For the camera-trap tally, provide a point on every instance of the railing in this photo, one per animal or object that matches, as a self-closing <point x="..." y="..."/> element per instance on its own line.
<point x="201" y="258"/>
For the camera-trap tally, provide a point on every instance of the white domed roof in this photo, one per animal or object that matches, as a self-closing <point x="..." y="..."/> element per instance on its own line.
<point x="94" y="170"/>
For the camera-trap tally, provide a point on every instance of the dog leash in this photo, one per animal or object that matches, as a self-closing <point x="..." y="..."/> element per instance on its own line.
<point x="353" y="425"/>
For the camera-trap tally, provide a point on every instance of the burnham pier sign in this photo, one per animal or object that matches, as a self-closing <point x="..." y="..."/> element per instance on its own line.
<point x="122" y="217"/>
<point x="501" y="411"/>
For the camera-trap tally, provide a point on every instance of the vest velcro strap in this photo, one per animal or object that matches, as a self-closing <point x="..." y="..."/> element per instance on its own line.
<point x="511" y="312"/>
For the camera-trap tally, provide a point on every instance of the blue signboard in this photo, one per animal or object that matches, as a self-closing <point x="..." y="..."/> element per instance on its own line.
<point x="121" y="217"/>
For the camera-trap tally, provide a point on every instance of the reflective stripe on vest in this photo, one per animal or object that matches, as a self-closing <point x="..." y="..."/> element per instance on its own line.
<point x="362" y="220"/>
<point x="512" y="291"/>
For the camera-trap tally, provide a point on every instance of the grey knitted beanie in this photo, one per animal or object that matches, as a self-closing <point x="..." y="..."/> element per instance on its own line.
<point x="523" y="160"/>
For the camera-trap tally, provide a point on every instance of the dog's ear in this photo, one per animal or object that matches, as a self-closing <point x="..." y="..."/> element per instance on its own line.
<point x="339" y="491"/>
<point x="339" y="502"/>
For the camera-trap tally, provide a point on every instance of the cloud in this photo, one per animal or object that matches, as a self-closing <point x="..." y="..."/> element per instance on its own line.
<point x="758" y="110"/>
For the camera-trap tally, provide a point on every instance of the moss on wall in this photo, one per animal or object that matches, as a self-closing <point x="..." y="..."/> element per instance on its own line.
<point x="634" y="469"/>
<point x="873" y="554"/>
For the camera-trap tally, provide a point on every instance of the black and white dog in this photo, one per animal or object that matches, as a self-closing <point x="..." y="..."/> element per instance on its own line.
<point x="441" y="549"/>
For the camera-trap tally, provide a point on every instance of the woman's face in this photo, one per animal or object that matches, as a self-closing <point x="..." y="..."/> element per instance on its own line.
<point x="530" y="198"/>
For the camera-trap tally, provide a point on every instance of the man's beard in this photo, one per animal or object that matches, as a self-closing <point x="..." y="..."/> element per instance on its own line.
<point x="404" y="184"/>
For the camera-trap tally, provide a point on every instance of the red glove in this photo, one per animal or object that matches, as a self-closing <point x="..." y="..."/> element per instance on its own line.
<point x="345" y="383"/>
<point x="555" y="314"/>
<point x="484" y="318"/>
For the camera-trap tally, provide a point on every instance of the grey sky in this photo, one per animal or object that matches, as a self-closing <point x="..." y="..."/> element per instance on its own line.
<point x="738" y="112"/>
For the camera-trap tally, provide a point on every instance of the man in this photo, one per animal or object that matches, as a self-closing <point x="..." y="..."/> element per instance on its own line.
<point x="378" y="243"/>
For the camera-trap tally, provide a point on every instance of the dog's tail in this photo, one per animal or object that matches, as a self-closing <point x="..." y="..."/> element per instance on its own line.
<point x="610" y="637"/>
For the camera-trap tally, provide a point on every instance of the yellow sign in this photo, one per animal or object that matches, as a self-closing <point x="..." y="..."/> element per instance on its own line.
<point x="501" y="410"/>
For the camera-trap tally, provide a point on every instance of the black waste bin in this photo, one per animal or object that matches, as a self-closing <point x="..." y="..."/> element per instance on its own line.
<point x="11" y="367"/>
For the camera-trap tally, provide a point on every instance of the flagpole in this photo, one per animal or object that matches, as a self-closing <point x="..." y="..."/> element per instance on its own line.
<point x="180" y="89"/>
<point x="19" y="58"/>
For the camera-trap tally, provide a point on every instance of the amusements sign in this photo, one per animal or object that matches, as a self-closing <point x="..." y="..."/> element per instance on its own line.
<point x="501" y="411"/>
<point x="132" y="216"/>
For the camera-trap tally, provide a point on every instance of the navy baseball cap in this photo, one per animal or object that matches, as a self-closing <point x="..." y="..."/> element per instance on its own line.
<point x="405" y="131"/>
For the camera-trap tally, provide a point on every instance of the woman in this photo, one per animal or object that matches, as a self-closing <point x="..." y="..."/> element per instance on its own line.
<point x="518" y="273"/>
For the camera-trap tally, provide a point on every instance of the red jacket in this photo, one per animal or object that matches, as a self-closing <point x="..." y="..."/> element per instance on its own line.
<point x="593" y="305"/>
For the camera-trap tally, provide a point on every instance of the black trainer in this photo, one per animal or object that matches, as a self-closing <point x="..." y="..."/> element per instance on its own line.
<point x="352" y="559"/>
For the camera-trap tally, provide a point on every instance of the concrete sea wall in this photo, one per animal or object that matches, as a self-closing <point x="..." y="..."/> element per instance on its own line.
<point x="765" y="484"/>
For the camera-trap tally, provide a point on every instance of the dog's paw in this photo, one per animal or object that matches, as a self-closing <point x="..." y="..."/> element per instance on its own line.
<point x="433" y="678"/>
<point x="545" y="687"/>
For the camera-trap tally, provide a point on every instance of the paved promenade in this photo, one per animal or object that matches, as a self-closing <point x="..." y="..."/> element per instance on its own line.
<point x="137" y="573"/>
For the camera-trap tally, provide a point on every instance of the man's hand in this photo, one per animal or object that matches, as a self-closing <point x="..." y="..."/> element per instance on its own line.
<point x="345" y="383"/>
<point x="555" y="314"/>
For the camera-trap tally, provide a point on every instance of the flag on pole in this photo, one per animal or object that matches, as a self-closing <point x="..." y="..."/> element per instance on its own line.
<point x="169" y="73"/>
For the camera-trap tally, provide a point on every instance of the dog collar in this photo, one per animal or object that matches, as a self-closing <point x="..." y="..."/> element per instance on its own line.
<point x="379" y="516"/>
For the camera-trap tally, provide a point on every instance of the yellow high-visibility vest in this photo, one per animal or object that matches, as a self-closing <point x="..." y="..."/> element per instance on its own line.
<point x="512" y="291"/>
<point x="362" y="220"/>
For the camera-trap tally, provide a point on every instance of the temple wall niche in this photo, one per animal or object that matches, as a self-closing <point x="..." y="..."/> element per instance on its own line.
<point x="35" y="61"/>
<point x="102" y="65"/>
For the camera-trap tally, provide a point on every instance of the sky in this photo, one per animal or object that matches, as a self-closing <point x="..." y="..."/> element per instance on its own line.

####################

## Exercise aim
Repeat exactly the lines from the one containing "the flag on" through the last line of the records above, both included, and nothing else.

## Solution
For the camera-trap tally, provide a point on every instance of the flag on pole in this photo, one per animal or object that matches, as a self-closing <point x="..." y="..."/> element per instance on its own line.
<point x="169" y="73"/>
For the camera-trap tally, provide a point on every instance of the dog collar in this photo, one per animal or object that matches, as a self-closing <point x="..." y="..."/> element per instance on its own line.
<point x="379" y="516"/>
For the camera-trap tally, provide a point on every instance of the yellow high-visibility vest in this photo, one per animal or object that matches, as a self-closing <point x="..." y="..."/> element per instance on its own line.
<point x="512" y="291"/>
<point x="362" y="220"/>
For the camera-trap tally, provide a point on every instance of the temple wall niche in this photo, one per animal or object that matches, as a self-closing <point x="..." y="..."/> element per instance on its own line.
<point x="35" y="61"/>
<point x="102" y="65"/>
For the camera-trap tally, provide a point on every instance of the sky in this photo, one per animal or object that matches, as a self-closing <point x="..." y="..."/> element per instance on its own line.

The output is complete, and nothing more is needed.